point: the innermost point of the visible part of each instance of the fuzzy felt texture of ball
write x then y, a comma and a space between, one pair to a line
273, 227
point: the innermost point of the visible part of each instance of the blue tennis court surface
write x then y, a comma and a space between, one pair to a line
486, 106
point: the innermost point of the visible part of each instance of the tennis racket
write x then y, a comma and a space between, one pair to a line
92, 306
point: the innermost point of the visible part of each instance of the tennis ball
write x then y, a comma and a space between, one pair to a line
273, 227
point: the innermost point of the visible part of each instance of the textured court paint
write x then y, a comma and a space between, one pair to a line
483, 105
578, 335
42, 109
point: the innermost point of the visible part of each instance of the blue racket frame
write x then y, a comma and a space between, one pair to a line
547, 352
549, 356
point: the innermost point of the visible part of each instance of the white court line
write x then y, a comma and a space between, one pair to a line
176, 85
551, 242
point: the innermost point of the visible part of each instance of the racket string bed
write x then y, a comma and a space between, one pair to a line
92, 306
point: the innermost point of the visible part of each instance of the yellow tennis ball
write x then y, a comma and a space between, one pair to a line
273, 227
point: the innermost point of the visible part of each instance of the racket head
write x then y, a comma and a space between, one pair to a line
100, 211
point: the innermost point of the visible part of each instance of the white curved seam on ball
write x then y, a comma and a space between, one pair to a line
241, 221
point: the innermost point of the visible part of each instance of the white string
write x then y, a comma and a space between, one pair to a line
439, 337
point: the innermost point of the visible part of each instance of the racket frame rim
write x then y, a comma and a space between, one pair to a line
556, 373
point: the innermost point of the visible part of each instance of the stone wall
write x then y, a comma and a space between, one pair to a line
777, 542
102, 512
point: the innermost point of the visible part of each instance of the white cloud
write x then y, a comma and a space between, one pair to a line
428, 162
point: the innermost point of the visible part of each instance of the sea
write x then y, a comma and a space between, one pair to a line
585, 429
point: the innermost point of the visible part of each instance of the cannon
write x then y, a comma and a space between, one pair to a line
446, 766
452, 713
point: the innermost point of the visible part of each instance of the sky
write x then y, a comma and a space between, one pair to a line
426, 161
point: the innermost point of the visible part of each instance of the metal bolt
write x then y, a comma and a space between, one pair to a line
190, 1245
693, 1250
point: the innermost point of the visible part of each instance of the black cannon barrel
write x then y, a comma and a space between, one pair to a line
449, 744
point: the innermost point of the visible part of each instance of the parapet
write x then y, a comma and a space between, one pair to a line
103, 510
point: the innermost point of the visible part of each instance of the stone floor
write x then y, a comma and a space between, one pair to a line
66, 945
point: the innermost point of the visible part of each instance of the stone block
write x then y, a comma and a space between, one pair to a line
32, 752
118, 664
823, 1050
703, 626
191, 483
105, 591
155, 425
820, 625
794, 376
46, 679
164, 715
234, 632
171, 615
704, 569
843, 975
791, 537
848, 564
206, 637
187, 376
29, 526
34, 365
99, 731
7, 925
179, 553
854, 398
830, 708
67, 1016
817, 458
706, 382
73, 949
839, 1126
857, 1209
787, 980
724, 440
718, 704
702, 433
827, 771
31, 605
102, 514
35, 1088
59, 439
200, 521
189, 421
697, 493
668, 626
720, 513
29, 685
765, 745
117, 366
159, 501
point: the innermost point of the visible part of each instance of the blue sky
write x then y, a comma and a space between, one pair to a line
□ □ □ □
[WHAT TO DO] Copy the entries word for word.

[SOLUTION BELOW]
point: the innermost point of the visible part of each instance of the fuzzy felt texture of ball
write x then y, a comma and a space between, one pair to a line
273, 227
point: the innermost point of the visible part of each instance of the blue tennis court surface
write x then y, a comma and a space between, one pair to a line
486, 106
point: the innermost point of the visible part of each instance of the tennis racket
write x then y, a comma and a space between, one pair to a line
92, 306
point: the innermost point of the visible part of each instance of the tennis ball
write x then y, a comma and a space between, one pair to a line
273, 227
point: the innermost point of the visible part of each instance of the textured court paint
write x then y, a comma and a space between, one pair to a line
483, 105
578, 335
42, 109
point: the innermost point of the visible part of each instance of the blue racket frame
write x then y, a comma and a space between, one pair to a line
547, 352
549, 356
point: the innermost point of the visible part of each instance of the white court line
write x then y, a comma and a space between, one pair to a line
176, 85
551, 242
point: the innermost point of the visible part of each instance of the racket string bed
write x then y, a comma and a space between, one pair to a line
92, 306
point: the innermost point of the visible part of each instance of the yellow tennis ball
write x then y, a comma and a space between, one pair to a line
273, 227
point: the innermost point of the visible part of each instance of the racket head
write x then y, a comma and a space between, one pair to a line
100, 211
point: the innermost point of the visible part of each instance of the white curved seam on ball
write x then y, a comma and a space between, one pair to a line
241, 221
point: the innermost point of the visible part of each instance of the white string
write x then y, a comma and a space between, one pair to a line
439, 337
point: the innermost point of the visible part of each instance of the racket frame rim
write x then y, a comma and a space between, one pair to a line
556, 373
point: the innermost point of the visible part of each instance of the stone wall
write x then y, a comma and a space between, one pair to a line
777, 542
102, 512
point: the innermost point of the visible part of each instance of the white cloud
write x then y, a comma and a space between, one pair to a line
428, 162
point: the innermost point of the visible part of each instance of the sea
write x then y, a comma and a space between, one pair to a line
585, 429
point: the innermost point of the visible part of each instance of the cannon
write x then y, a comma and a space between, one pair to a line
446, 766
452, 713
point: the innermost point of the visible part of each instance of the sky
write x then y, a comma and a space between, one pair to a line
426, 161
point: the innermost point of the visible part of each instance of the metal bolt
write x then y, a comma and a space between, one pair to a line
190, 1245
693, 1250
point: the innermost point of the visible part of each instance of the black cannon barrel
write x then y, a comma and a space between, one pair to a line
449, 744
point: the innermost point of the visible part of each instance of the parapet
write x then y, a comma and a space between, one pair to a line
103, 510
point: the innermost point of the visible part of each instance of the stone floor
write x then y, a comma and a space between, one pair to a line
66, 945
point: the innermost point of the visible part of each instance of the stone block
write x then y, a comma and a space between, one pair to a line
32, 752
118, 664
823, 1050
703, 626
191, 483
105, 591
155, 425
820, 625
794, 376
46, 679
164, 715
234, 632
171, 615
704, 569
843, 975
791, 537
848, 564
206, 637
187, 376
29, 526
34, 365
99, 731
7, 925
179, 553
854, 398
830, 708
67, 1016
817, 458
706, 382
73, 949
839, 1126
857, 1209
787, 980
724, 440
718, 704
702, 433
827, 771
31, 605
102, 514
35, 1088
59, 439
200, 521
189, 421
697, 493
668, 626
720, 513
29, 685
765, 745
117, 366
159, 501
point: the innermost point of the visible part of each instance of the blue sky
write x then y, a comma and a space between, one pair to a line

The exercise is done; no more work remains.